**EXERCISE MATERIALS:**

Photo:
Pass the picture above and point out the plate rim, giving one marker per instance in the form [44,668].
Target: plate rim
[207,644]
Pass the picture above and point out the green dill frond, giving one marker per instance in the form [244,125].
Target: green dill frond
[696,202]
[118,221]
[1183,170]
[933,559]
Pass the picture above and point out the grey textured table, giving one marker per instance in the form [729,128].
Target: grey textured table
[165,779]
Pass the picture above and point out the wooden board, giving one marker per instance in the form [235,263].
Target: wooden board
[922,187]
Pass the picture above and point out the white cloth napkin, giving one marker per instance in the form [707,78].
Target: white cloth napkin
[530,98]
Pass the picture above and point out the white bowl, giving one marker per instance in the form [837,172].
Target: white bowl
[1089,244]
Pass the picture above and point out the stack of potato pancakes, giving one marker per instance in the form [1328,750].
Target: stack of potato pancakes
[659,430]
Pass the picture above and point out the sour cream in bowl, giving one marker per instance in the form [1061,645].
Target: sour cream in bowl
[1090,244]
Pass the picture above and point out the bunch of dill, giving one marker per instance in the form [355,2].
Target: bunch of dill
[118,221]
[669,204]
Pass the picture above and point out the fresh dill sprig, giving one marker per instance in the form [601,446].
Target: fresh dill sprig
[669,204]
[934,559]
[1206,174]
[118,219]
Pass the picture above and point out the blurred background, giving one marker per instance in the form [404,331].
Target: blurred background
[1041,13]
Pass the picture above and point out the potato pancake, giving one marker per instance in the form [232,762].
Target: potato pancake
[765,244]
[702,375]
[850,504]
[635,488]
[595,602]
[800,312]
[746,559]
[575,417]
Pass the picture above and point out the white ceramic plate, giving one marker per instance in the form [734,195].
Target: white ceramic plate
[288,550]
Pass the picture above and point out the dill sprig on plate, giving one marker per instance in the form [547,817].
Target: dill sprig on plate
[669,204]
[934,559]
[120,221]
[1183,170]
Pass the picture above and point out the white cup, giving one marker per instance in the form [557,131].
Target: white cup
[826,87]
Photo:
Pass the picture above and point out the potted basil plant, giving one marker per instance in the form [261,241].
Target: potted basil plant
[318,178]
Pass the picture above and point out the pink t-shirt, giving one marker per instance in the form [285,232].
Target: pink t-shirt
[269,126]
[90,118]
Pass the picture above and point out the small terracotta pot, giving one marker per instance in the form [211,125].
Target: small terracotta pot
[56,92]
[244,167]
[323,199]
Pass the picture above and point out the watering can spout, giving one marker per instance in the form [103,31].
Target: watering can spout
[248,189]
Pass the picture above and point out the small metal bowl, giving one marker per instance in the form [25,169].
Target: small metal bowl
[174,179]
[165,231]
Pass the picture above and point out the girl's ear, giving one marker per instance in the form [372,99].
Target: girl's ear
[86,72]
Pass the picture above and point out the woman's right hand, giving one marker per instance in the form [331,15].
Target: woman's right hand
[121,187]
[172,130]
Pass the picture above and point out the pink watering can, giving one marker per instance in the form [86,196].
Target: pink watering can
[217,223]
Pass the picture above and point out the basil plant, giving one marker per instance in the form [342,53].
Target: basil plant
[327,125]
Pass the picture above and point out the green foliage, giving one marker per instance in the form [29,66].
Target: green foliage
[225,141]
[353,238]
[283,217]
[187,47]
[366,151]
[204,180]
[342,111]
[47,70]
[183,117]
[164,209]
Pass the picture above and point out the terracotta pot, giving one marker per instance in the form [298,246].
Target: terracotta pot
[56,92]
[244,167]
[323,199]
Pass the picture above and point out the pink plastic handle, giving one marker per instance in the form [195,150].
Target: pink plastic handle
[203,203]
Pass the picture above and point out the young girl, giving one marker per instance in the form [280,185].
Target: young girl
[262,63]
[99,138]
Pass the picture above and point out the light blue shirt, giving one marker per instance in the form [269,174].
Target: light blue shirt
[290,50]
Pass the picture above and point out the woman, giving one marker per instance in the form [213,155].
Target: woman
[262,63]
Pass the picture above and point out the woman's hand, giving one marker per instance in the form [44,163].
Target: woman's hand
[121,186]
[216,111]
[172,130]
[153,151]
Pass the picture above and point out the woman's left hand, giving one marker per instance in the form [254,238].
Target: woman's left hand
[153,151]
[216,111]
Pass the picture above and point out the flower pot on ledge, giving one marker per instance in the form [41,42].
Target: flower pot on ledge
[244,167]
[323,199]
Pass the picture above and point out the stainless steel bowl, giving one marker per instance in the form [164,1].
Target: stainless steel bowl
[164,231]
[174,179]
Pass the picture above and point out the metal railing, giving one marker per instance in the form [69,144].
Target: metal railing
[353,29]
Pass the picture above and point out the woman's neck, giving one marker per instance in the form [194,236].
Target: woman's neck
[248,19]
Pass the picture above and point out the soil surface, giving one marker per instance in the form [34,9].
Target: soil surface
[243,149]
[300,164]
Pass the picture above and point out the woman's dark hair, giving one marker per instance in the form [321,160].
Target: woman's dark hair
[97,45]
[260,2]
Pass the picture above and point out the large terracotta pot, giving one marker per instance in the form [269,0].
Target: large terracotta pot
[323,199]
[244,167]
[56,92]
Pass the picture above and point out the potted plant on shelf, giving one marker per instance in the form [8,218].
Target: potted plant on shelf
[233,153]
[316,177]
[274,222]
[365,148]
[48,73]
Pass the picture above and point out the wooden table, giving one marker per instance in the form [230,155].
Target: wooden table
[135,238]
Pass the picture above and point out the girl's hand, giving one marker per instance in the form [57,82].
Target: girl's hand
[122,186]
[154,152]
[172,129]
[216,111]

**WHAT YOU HAVE TO DO:**
The records above should all be quoted exactly, please.

**TASK ANSWER:**
Photo:
Pass the picture above and point out the plate rim, giving one marker per instance in the form [44,668].
Target: plate rim
[207,644]
Pass the picture above and point out the green dill frond, giving one marker per instance in the form [244,125].
Target: green dill frond
[696,202]
[118,221]
[1183,170]
[933,559]
Pass the picture above and point out the grey textured table, giving one marker per instance in the form [729,128].
Target: grey textured table
[165,779]
Pass the picture above and point out the wooden board, giving one marker per instance in the form [235,263].
Target: wooden board
[922,187]
Pass the picture above and point out the white cloth napkin, giving one marker per instance in the form [707,78].
Target: white cloth napkin
[530,98]
Pass the picture above and point out the white bowl, giving one marker per instance in the form [837,172].
Target: white bowl
[1089,244]
Pass the picture above and point out the stack of potato pancakes, giving one marker per instance in the form [1328,750].
Target: stack of potato pancakes
[659,430]
Pass the picture above and point out the sour cream in bowl, giving one marker per instance in the form [1061,645].
Target: sour cream in bowl
[1090,244]
Pass the picture above and point out the bunch of dill, giving one marker per instance in the form [355,2].
Target: bunch of dill
[118,221]
[669,204]
Pass the picture above and point out the fresh dill sprig, giving one marker per instance in the form [601,446].
Target: fresh dill sprig
[669,204]
[934,559]
[1206,174]
[118,219]
Pass the picture above and point out the blurred background, giving one marker per instance in the form [404,331].
Target: blurred background
[1041,13]
Pass the picture above and point out the potato pancake, giving one marker per instance in the form [232,762].
Target: potato pancake
[765,244]
[702,375]
[850,504]
[635,488]
[595,602]
[800,312]
[746,559]
[575,417]
Pass the picture above and point out the white ceramic plate, giving one marker per instance in the form [734,195].
Target: white ceramic plate
[288,550]
Pass the picture above and point out the dill sprig on plate, giving one marker per instance in the form [547,817].
Target: dill sprig on plate
[669,204]
[934,559]
[120,221]
[1183,170]
Pass the picture above and point out the white cup, giving one marker per instance in the form [557,131].
Target: white cup
[826,87]
Photo:
Pass the picture above and point out the potted basil plant, giving one marker per instance in the form [261,241].
Target: potted basil plant
[318,178]
Pass the picture above and point out the pink t-shirt, giving one marker per instance in the form [285,232].
Target: pink t-shirt
[269,126]
[90,118]
Pass the picture above and point out the small terracotta pot, giving one marker per instance in the form [211,125].
Target: small terracotta pot
[56,92]
[244,167]
[323,199]
Pass the picture above and point out the watering can spout, giving one marker per instance in the form [103,31].
Target: watering can spout
[248,189]
Pass the picture above and point out the small metal bowl, giving one marker per instance in the form [25,169].
Target: small metal bowl
[174,179]
[165,231]
Pass the picture above and point out the girl's ear, giving one marker per instance in the form [372,99].
Target: girl's ear
[86,72]
Pass the picture above and point out the woman's right hand, giving one marker per instance in the form [331,15].
Target: woman's right hand
[121,187]
[172,130]
Pass the picture above and point out the pink watering can, giving one marker per instance in the form [86,196].
Target: pink watering can
[217,223]
Pass the picture above and point out the basil plant, giving one marker per instance in the form [342,53].
Target: basil plant
[327,125]
Pass the picture above and point out the green foliage, giving one marker per instance in the form [29,66].
Target: green foliage
[225,141]
[353,238]
[283,217]
[187,47]
[366,151]
[204,180]
[342,111]
[47,70]
[183,117]
[164,209]
Pass the picture above and point out the terracotta pot, giving one marker per instance in the form [298,246].
Target: terracotta pot
[56,92]
[244,167]
[323,199]
Pass the picture above and point out the pink plastic handle, giving one marker per instance in the form [195,150].
Target: pink plastic handle
[203,203]
Pass the picture above and point out the young girl, giving one marker per instance in the form [280,185].
Target: young girl
[262,63]
[99,138]
Pass the picture above and point out the light blue shirt, giving one marker per instance in the form [269,174].
Target: light blue shirt
[290,50]
Pass the picture above and point out the woman, giving one marker per instance in the form [213,155].
Target: woman
[262,63]
Pass the picture above and point out the woman's hand, giving one marker per instance in the form [44,163].
Target: woman's hand
[121,186]
[216,111]
[172,130]
[153,151]
Pass the picture above and point out the woman's left hand, giving one marker per instance in the form [254,238].
Target: woman's left hand
[153,151]
[216,111]
Pass the picture above and point out the flower pot on ledge, giving one marker per instance in the form [41,42].
Target: flower pot on ledge
[244,167]
[323,199]
Pass the picture above and point out the stainless steel bowl, giving one marker per instance in the form [164,1].
Target: stainless steel bowl
[164,231]
[174,179]
Pass the picture above and point out the metal railing, giving one marker per instance in the form [69,144].
Target: metal railing
[353,29]
Pass the picture above and point out the woman's neck, giving one marker per instance in the form [194,236].
Target: woman's neck
[248,19]
Pass the picture above and point out the soil surface, giving one marker per instance in the form [34,9].
Target: soil surface
[243,149]
[300,164]
Pass the picture above and point out the woman's dark hair, giving one marker per instance in the form [321,160].
Target: woman's dark hair
[97,45]
[260,2]
Pass the picture above and point out the large terracotta pot, giving one marker per instance in the form [269,0].
Target: large terracotta pot
[323,199]
[244,167]
[56,92]
Pass the picture above and point out the potted plant on shelf, giving one marker per instance in the form [8,218].
Target: potted plant on shelf
[233,153]
[316,177]
[274,222]
[365,148]
[48,73]
Pass the picture above and point out the wooden table, giving one marker per instance in the form [230,155].
Target: wooden table
[135,238]
Pass the picture above and point out the girl's hand, giving one marker per instance in the form [57,82].
Target: girl's hand
[122,186]
[154,152]
[172,129]
[216,111]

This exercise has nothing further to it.